**EXCERPT TO READ:**
= = = =

In another recent study of 404 British commuters reported on by Tara Parker Pope in the New York Times, researchers found that 28 percent of those tested had fecal bacteria on their hands. The biggest offenders were men. A whopping 57 percent of them had hands that shouldn't touch their own eyes, nose or mouth, let alone anyone else's. The news made us wonder. This is the 21st century, right?
With the flu season approaching and at least two strains circulating, a publicity campaign has been launched by the federal Centers for Disease Control, schools and other institutions and employers. The message is simple. Wash your hands, and do it well and often. If soap and water aren't available, use an alcohol-based hand washing gel.
Frequent hand washing, epidemiologists say, is the single best way to guard against getting the flu. A University of California Berkeley study that filmed students as they worked on their laptops found that on average, they touched their eyes, nose or lips once every four minutes. That means a bacteria or virus lurking on their hands had 15 opportunities per hour to infect them.
About one-third of flu infections are believed to be caused by viruses transmitted by one's hands.
Another study, done at the University of Colorado and described by Pope, found that in dorms where hand sanitizers were made readily available and hand washing stressed, students got sick 20 percent less than in the other dorms. And in homes with hand sanitizers, the risk that someone else would become ill because a child had a gastrointestinal illness fell by 60 percent.

= = = =

**DATA EXCERPTS:**
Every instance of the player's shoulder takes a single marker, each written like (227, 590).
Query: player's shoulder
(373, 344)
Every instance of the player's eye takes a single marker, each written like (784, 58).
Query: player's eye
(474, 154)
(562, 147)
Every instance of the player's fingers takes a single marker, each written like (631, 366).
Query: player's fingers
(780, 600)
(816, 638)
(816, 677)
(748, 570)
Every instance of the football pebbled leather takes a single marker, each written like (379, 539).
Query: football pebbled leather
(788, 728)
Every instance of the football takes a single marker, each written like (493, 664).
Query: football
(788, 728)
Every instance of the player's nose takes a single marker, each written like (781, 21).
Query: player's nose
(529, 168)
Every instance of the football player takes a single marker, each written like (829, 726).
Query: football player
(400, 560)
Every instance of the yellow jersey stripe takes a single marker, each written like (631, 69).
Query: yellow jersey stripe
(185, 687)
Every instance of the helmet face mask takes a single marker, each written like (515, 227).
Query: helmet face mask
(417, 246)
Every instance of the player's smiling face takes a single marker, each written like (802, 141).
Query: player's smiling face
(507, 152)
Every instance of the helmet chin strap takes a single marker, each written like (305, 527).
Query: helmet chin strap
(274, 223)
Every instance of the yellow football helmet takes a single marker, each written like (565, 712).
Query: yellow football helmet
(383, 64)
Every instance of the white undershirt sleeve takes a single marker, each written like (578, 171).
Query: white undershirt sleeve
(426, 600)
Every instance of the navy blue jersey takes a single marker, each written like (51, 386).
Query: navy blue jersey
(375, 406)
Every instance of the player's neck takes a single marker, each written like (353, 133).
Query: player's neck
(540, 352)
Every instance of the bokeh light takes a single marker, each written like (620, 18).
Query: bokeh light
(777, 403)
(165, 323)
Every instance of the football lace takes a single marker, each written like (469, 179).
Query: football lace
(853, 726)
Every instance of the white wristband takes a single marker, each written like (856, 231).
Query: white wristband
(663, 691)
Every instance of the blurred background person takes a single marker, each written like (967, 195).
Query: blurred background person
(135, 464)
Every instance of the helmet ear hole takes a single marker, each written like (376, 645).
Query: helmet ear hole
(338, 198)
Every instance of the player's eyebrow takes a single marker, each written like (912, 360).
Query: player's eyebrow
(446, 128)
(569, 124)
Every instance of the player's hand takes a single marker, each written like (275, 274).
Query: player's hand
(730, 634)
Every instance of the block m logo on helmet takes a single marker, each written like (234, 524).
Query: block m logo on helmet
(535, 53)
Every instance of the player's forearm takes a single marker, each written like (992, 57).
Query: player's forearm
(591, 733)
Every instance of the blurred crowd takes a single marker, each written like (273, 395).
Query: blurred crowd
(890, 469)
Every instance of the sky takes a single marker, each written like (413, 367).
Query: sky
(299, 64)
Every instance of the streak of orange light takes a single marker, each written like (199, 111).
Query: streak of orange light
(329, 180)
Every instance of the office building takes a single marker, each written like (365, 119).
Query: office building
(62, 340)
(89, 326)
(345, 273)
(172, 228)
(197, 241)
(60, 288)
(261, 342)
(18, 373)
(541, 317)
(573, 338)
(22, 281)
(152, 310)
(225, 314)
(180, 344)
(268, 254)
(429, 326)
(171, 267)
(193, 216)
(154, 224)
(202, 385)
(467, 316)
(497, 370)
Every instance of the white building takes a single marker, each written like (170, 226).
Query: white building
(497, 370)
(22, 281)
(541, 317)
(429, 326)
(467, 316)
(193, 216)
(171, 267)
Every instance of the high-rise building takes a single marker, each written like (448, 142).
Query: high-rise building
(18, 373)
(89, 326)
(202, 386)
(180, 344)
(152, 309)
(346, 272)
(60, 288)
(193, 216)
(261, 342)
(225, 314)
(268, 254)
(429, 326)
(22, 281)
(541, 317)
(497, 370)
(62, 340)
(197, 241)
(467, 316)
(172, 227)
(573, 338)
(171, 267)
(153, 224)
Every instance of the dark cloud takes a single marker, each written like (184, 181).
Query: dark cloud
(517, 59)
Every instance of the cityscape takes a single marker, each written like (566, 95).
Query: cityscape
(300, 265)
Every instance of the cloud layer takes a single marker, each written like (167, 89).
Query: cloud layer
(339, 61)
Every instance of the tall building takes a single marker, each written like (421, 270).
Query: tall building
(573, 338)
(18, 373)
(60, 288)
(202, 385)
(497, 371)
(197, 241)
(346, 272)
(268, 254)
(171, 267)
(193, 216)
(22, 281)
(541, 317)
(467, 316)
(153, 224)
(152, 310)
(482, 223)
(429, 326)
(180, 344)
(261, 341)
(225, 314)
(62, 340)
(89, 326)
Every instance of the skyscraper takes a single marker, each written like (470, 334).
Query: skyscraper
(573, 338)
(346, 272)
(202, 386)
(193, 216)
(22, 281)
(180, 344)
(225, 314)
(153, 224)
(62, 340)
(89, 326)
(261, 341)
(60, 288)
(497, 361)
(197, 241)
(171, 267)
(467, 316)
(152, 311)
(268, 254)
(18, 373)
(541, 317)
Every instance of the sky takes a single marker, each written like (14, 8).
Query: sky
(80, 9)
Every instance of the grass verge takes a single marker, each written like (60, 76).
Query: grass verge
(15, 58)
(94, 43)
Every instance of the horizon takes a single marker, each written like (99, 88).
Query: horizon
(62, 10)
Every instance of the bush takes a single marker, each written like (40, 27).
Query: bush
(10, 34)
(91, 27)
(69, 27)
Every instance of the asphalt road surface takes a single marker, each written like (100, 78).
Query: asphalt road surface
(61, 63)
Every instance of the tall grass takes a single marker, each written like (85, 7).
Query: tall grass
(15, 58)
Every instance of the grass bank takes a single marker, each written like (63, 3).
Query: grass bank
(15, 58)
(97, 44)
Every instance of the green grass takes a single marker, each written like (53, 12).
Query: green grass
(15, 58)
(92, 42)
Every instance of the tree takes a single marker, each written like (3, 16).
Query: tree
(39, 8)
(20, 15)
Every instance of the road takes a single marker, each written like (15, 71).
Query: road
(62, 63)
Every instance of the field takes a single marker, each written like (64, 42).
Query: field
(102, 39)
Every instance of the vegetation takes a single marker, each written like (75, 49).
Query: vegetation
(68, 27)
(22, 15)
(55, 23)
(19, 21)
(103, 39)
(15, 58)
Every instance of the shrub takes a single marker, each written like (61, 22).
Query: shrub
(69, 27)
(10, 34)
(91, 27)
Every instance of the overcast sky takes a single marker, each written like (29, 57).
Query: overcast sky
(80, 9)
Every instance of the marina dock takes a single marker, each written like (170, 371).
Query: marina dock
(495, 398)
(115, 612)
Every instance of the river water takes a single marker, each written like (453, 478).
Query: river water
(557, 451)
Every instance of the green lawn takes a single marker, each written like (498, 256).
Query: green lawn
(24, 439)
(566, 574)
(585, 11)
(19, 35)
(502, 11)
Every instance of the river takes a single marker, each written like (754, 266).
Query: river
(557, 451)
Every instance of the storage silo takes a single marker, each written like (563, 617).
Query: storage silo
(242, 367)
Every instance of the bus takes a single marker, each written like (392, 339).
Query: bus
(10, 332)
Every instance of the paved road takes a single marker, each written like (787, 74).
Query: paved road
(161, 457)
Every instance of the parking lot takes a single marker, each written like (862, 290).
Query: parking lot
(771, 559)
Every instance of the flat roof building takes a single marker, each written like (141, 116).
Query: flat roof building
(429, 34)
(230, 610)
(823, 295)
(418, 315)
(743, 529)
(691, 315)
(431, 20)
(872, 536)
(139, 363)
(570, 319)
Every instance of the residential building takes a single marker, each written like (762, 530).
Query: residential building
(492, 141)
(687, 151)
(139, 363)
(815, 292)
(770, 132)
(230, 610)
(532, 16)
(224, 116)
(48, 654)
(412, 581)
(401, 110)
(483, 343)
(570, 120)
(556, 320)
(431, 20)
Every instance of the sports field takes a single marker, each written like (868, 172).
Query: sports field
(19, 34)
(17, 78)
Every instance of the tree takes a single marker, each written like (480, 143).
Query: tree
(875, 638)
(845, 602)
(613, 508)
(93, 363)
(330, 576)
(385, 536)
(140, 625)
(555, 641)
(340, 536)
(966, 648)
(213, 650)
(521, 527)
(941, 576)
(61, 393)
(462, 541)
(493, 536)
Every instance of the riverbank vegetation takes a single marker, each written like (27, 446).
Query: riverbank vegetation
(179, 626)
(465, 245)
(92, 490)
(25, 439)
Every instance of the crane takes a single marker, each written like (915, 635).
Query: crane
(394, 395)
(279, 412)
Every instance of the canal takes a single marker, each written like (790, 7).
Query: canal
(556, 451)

= = = =

**PROBLEM STATEMENT:** List every figure that the hand-washing excerpt gives as a percentage, in the order they appear.

**ANSWER SECTION:** 28 percent, 57 percent, 20 percent, 60 percent